As origens e o contexto
Questionado sobre o porquê da Eurocopa ter sido, mais uma vez, um palco de manifestações políticas, o especialista contextualizou o esporte como um elemento que vai além das quatro linhas. Buscar um ponto inicial para os conflitos exige longo mergulho, explica Marcelo Leite.
“O futebol é um espaço de manifestação esportiva, sociabilidade, mas também de tensão política. Quando o assunto é campeonatos entre seleções nacionais, as tensões podem se aflorar. Esse é o caso que envolve as seleções da Sérvia, Albânia e Croácia. Entender os conflitos protagonizados pelos cantos antissérvios, por parte das torcidas de Albânia e Croácia é complexo e requeria um regresso de séculos. No entanto, pode-se eleger a Primeira Guerra Mundial (1914-1918) como um grande fator detonador de rivalidades políticas que, recentemente, em razão da Eurocopa, tem invadidos os campos”, analisou.
Marcelo aponta que a Península Balcânica é uma região composta por Albânia, Grécia, parte da Turquia na Europa, Romênia, Bulgária, além dos países que compuseram a Iugoslávia (1918-1992): Eslovênia, Croácia, Bósnia-Herzegovina, Montenegro, Macedônia, Sérvia e, desde fevereiro de 2008, Kosovo. O último é um país de reconhecimento parcial, e teve a independência com guerras que tensionaram ainda mais a relação entre sérvios e albaneses.
Além disso, vale reforçar que esse “pedaço” do que hoje se entende por continente europeu tem disputas ainda mais antigas. “Se retomarmos outros séculos, essa região já foi palco de conflitos na Grécia Antiga, integrou o Império Romano, compôs o Império Bizantino, assim como também o Império Otomano”, disse Leite.
A Primeira Guerra e seus impactos
“Sarajevo, capital da Bósnia, foi o local onde membros de grupos nacionalistas sérvios assassinaram o herdeiro do Império Austro-húngaro, em 1914, o estopim da Primeira Guerra Mundial, em discordância da anexação da Bósnia pelo império austríaco, em 1908, sendo este um território de reivindicação sérvia”, iniciou Marcelo ao explicar o quanto o primeiro grande momento bélico mundial impacta na região.

→ O que se pede:
[A] Responda com base no texto sobre os Bálcãs:
(i) Desde quando Kosovo figura entre os países da Península Balcânica listados?
(ii) Que acontecimento Leite elege como grande fator detonador de rivalidades políticas?
(iii) Em que cidade foi assassinado o herdeiro do Império Austro-húngaro, em 1914?
[B] Liste todos os impérios que, segundo Leite no texto sobre os Bálcãs, a região já integrou ou compôs.
[C] Por favor, dê a continuação do texto sobre os Bálcãs a partir da última frase apresentada.
O material abaixo é independente do texto sobre os Bálcãs.

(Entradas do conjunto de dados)
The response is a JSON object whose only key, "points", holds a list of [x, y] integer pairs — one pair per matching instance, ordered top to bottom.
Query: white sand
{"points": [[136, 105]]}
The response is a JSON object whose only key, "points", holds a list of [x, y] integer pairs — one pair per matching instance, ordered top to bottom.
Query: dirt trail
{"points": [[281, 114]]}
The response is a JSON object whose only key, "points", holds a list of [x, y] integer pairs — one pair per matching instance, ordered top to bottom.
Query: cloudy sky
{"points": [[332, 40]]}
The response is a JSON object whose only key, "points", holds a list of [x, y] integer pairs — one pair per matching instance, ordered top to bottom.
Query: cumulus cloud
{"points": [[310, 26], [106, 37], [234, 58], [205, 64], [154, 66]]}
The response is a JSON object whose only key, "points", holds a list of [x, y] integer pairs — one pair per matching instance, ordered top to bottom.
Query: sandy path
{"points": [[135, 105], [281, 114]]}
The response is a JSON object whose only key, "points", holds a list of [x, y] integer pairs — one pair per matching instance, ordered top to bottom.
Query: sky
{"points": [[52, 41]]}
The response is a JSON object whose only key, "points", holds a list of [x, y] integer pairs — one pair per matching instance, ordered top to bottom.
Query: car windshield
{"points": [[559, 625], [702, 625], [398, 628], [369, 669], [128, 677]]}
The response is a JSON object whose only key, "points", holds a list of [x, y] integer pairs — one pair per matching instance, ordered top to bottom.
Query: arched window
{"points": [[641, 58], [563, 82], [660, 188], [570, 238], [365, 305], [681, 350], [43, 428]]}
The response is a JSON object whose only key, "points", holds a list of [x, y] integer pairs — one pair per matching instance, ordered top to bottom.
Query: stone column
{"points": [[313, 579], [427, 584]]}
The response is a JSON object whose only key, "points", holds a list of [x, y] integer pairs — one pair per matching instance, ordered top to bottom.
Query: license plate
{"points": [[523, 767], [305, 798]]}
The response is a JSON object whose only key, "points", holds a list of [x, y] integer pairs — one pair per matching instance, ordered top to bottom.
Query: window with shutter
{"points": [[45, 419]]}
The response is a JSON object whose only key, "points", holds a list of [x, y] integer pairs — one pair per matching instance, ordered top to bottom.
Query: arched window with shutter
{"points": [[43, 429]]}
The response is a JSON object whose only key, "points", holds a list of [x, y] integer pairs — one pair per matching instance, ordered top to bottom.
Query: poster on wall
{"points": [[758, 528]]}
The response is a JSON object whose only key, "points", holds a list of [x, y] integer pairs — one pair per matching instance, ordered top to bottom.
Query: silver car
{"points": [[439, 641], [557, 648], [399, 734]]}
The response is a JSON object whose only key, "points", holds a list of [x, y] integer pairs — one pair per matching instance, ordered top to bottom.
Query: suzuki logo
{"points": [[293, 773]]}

→ Respostas:
[A]
(i) Desde fevereiro de 2008.
(ii) A Primeira Guerra Mundial (1914-1918).
(iii) Em Sarajevo, capital da Bósnia.

[B] Império Romano, Império Bizantino, Império Otomano

[C]
E nesse viés, ele relaciona os aspectos da construção da Albânia com todas as rivalidades locais: “Quando um país se torna independente, ele traz consigo todas os conflitos anteriores a essa decisão. Por exemplo, a Albânia declarou sua independência do Império Otomano em 1912. Ou seja, sua luta por independência esteve marcada pelos conflitos internacionais da Primeira Guerra e dissolução de impérios como o Russo, Alemão e Otomano.”
Com o passar dos anos, a região não se apaziguou. Muito pelo contrário, a situação foi marcada pelo início e pelo fim da Iugoslávia, com influência até da União Soviética, um dos estados que encabeçaram grandes acontecimentos do século XX mundo afora.
O peso da Iugoslávia
Ao fim da Primeira Guerra, na região foi formado um reino multiétnico: o dos Servos, Croatas e Eslovenos, que passaria a ser chamada de Iugoslávia, em 1929. Esse local, consequentemente, passou a criar uma das maiores rivalidades do continente, como contou Marcelo Leite
“De modo geral, era uma administração central, composta por repúblicas eslavas. Sua formação reuniu seis repúblicas (Eslovênia, Croácia, Bósnia-Herzegóvina, Sérvia, Montenegro e Macedônia) e duas regiões autônomas (Kosovo e Voivodina). A capital instituída foi Belgrado, hoje, atual capital da Sérvia. Assim, criou-se, nas disputadas internas da Iugoslávia, oposição entre servos e croatas pelo controle das repúblicas”, falou o historiador.
“Em 1945, com toda sua pluralidade cultural, religiosa e étnica, a Iugoslávia adotou o regime socialista, sendo influenciada pelo modelo soviético russo até 1948. Após isso, seguiu em uma independência em relação à URSS, aliando-se a outros países do socialismo. Como característica, adotou um modo mais aberto ao Ocidente, além da menor frequência de manifestações de cunho nacionalista, muito pela convergência de povos distintos”, prossegue.
Guerra da Bósnia e carnificinas
Entretanto, com a Queda do Muro de Berlim e a dissolução ds União Soviética, em 1991, o cenário mudou de maneira radical. O historiador seguiu explicando as relações: “Nesse período, a rivalidades étnicas se manifestaram em torno de projetos de independências de grupos que formavam a Iugoslávia, sendo a Croácia uma delas. Esses processos não foram pacíficos, já que a Sérvia não queria perder o controle da região.”
Depois de uma guerra civil, a Independência da Croácia foi assinada com intermédio da ONU. E a partir desse ponto, as tensões não chegaram ao fim, tendo em vista as lutas independentes na Eslovênia, na Macedônia do Norte e também na Bósnia.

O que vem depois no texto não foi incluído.